_TASK STATEMENT_
Convert the part of the material below that starts with the line containing "Note: spot the neck" and runs through the end of the material into a Markdown table with the columns Row and Line, omitting blank lines. Put a row number in Row and the full line in Line, including both ends.

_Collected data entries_

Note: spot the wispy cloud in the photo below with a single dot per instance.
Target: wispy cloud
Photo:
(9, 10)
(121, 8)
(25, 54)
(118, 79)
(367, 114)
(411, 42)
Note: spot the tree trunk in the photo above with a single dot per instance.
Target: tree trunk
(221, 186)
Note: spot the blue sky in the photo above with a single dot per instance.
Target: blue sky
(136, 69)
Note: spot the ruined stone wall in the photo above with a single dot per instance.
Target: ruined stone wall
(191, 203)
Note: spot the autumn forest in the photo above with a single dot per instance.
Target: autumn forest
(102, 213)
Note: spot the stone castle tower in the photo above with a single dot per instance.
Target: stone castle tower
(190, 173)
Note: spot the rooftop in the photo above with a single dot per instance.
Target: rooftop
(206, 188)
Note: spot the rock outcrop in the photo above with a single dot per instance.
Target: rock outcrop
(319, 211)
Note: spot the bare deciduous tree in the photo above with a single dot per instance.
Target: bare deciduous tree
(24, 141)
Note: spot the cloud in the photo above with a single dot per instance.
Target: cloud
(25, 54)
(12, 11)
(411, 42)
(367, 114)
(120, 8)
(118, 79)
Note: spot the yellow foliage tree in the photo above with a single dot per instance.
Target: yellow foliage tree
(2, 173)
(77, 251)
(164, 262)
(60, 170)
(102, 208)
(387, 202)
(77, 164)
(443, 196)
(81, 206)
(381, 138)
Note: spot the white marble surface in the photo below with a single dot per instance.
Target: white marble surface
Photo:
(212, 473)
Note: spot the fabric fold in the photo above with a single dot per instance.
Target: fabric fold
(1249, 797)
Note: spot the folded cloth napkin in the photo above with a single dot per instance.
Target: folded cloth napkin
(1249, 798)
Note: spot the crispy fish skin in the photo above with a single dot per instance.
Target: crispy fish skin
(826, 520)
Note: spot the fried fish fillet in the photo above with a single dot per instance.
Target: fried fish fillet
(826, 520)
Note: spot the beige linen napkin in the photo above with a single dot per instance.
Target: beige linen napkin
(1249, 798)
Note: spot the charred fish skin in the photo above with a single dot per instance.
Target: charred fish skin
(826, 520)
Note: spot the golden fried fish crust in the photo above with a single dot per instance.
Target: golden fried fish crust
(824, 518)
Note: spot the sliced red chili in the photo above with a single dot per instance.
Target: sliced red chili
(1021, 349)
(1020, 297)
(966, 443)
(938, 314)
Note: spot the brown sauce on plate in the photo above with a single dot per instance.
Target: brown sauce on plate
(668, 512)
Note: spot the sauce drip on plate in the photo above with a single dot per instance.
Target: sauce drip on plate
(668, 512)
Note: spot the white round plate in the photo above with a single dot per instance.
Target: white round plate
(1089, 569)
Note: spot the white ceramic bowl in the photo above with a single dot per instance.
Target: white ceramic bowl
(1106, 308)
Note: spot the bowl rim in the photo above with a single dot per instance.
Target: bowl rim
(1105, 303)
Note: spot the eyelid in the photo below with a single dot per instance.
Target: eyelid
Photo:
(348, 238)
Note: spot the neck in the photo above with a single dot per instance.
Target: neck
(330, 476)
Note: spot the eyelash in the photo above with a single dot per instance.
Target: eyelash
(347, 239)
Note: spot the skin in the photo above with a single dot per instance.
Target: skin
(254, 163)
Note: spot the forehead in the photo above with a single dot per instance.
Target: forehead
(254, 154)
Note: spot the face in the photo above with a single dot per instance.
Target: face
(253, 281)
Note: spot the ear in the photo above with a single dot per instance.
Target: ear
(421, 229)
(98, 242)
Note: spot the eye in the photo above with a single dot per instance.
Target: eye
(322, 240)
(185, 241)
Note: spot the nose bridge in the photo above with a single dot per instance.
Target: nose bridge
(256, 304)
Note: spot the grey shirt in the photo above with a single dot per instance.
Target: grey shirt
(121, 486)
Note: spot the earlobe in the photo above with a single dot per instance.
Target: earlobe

_EXERCISE OUTPUT_
| Row | Line |
|---|---|
| 1 | Note: spot the neck in the photo above with a single dot per instance. |
| 2 | Target: neck |
| 3 | (330, 476) |
| 4 | Note: spot the eyelash in the photo above with a single dot per instance. |
| 5 | Target: eyelash |
| 6 | (347, 239) |
| 7 | Note: spot the skin in the photo above with a single dot per instance. |
| 8 | Target: skin |
| 9 | (254, 163) |
| 10 | Note: spot the forehead in the photo above with a single dot per instance. |
| 11 | Target: forehead |
| 12 | (254, 154) |
| 13 | Note: spot the face in the photo above with a single dot per instance. |
| 14 | Target: face |
| 15 | (253, 281) |
| 16 | Note: spot the ear in the photo above with a single dot per instance. |
| 17 | Target: ear |
| 18 | (421, 229) |
| 19 | (98, 242) |
| 20 | Note: spot the eye in the photo above with a single dot per instance. |
| 21 | Target: eye |
| 22 | (322, 240) |
| 23 | (185, 241) |
| 24 | Note: spot the nose bridge in the photo above with a single dot per instance. |
| 25 | Target: nose bridge |
| 26 | (256, 304) |
| 27 | Note: spot the grey shirt in the photo above with a single dot per instance. |
| 28 | Target: grey shirt |
| 29 | (121, 486) |
| 30 | Note: spot the earlobe in the photo above with a single dot per instance. |
| 31 | Target: earlobe |